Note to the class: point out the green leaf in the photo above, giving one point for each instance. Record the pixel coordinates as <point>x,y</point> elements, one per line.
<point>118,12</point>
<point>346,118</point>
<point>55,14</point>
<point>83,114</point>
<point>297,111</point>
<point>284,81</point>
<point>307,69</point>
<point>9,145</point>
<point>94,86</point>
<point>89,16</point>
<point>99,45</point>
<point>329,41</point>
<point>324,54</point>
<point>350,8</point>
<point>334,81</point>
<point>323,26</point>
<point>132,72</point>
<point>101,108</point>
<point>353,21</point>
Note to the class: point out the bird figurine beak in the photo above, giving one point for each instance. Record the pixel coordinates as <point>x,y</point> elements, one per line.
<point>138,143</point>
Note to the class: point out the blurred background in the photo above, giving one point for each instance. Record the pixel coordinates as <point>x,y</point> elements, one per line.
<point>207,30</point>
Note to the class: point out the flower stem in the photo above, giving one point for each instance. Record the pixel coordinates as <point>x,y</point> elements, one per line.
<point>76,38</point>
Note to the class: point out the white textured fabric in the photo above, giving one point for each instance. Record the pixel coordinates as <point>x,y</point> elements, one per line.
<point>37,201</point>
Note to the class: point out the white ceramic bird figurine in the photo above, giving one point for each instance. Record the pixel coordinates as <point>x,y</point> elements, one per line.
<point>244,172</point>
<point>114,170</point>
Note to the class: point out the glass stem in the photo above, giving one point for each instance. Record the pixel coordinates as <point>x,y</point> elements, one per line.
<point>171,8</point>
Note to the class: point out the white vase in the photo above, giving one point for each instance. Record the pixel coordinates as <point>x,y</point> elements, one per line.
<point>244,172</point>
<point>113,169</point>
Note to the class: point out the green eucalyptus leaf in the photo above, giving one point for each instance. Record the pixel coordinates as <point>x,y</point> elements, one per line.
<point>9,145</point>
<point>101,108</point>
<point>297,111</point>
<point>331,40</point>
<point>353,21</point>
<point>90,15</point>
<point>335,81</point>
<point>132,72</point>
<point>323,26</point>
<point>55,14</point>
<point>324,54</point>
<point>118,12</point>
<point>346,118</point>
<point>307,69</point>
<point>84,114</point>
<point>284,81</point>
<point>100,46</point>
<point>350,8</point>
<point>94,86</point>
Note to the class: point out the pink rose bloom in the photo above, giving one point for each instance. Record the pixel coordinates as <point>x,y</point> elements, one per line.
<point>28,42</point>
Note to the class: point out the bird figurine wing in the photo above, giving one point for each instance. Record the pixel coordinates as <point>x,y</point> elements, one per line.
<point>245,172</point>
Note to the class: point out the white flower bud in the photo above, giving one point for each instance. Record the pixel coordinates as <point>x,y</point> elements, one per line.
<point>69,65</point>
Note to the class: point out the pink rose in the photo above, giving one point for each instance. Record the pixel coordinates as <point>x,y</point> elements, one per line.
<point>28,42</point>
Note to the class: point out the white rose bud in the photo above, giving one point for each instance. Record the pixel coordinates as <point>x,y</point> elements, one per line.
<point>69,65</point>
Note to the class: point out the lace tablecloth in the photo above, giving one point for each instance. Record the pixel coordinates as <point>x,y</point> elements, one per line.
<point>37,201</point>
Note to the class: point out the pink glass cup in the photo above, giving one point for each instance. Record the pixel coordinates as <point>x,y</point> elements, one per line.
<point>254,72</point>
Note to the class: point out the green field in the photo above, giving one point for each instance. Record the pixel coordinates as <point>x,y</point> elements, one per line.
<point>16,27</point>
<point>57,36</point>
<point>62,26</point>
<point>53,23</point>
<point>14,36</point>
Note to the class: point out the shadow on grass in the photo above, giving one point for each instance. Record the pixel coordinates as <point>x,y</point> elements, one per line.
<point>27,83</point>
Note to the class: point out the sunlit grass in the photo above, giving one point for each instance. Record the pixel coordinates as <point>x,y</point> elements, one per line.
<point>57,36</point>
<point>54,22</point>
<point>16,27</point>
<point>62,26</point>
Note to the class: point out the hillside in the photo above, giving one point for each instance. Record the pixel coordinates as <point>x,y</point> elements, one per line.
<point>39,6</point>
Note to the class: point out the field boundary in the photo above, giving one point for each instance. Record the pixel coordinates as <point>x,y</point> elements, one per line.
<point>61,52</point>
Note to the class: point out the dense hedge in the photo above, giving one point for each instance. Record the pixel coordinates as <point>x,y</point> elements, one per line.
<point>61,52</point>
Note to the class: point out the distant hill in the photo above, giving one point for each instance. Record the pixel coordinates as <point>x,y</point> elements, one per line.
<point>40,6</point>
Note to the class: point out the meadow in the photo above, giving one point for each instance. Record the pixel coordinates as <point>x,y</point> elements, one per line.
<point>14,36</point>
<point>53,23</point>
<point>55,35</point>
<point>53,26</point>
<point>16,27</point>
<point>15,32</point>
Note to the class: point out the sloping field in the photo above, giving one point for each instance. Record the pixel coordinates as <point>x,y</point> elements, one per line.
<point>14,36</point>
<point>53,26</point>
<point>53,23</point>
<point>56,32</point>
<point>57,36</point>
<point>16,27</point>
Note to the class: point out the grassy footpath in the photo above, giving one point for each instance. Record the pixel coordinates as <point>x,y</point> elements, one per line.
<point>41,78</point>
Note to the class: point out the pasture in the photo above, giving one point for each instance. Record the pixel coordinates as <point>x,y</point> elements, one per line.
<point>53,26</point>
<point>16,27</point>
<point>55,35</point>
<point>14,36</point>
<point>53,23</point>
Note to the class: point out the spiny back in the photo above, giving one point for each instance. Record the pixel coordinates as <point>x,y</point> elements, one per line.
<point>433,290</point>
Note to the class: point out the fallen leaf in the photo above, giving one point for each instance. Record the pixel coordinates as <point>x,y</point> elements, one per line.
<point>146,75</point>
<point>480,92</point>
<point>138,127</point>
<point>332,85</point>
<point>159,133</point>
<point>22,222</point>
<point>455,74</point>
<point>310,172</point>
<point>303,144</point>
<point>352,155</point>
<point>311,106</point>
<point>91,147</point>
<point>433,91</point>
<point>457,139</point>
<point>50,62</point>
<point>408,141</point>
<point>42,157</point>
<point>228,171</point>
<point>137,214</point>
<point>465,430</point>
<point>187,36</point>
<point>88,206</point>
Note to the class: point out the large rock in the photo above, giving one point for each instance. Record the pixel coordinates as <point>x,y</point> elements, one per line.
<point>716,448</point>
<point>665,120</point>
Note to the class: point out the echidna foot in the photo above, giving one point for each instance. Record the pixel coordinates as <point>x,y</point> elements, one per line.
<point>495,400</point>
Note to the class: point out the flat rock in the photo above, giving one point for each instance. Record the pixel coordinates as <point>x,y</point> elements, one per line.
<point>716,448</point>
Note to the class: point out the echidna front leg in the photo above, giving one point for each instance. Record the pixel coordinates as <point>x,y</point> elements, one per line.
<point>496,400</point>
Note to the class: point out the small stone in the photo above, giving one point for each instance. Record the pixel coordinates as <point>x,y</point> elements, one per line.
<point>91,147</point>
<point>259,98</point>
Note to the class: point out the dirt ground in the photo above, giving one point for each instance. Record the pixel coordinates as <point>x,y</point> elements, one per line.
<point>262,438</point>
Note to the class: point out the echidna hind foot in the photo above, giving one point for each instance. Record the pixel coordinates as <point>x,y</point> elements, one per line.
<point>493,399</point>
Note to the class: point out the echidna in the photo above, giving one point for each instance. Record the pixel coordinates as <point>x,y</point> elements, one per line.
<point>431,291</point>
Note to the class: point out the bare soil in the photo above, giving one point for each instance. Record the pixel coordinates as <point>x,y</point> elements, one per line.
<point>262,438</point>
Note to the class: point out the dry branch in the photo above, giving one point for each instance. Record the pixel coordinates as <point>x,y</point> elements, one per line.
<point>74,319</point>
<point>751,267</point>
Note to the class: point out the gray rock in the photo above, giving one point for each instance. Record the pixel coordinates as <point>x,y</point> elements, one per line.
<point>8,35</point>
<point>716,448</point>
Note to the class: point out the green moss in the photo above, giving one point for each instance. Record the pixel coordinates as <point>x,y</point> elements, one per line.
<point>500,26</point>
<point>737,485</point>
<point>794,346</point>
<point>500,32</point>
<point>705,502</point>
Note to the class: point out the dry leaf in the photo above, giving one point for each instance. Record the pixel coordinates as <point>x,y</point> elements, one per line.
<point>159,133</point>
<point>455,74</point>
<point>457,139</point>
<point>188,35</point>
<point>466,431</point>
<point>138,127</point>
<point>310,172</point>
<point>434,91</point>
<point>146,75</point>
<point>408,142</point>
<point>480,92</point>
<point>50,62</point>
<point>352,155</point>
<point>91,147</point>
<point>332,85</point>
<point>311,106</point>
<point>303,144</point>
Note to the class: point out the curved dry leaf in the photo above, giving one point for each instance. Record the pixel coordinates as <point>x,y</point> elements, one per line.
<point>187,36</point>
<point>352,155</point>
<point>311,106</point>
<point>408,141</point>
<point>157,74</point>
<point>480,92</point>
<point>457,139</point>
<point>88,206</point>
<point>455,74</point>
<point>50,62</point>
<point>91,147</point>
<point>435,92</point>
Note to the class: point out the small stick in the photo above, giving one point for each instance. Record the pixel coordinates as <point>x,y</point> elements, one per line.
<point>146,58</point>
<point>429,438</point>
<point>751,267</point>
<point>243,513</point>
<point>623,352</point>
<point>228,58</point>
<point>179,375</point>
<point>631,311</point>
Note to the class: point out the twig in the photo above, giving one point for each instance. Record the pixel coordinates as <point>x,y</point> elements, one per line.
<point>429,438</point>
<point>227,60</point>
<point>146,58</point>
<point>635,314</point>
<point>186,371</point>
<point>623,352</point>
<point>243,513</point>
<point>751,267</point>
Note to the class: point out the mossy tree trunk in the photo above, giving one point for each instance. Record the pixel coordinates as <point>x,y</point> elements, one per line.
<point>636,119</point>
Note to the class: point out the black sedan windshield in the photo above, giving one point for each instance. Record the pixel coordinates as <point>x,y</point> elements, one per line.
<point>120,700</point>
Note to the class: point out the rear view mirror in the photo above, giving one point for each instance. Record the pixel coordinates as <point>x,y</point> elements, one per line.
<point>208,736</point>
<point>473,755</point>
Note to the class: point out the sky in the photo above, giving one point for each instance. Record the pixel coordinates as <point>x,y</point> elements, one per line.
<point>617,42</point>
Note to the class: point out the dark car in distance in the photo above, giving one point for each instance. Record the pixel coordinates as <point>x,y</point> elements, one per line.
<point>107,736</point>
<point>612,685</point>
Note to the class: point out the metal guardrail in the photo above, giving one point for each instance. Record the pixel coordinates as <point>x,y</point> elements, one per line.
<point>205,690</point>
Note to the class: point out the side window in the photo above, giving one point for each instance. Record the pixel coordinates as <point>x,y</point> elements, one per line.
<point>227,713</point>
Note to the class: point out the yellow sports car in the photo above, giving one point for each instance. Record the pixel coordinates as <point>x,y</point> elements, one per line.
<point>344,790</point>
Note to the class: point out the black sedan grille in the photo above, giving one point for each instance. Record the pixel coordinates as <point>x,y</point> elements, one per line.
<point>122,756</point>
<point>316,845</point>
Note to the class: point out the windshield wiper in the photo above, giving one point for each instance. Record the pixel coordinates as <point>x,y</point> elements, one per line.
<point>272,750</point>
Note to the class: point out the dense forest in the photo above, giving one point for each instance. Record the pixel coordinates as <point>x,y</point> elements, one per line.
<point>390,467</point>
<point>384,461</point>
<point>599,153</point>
■ ■ ■ ■
■ Work to be completed: With the line containing "Note to the class: point out the dense forest" as the first and the final line of the records as the last, copy that span exactly and nothing more.

■ Result below:
Note to the class: point out the dense forest in the photo above, giving one point for each instance. Record the pixel coordinates as <point>x,y</point> elements, one per line.
<point>390,467</point>
<point>384,461</point>
<point>599,153</point>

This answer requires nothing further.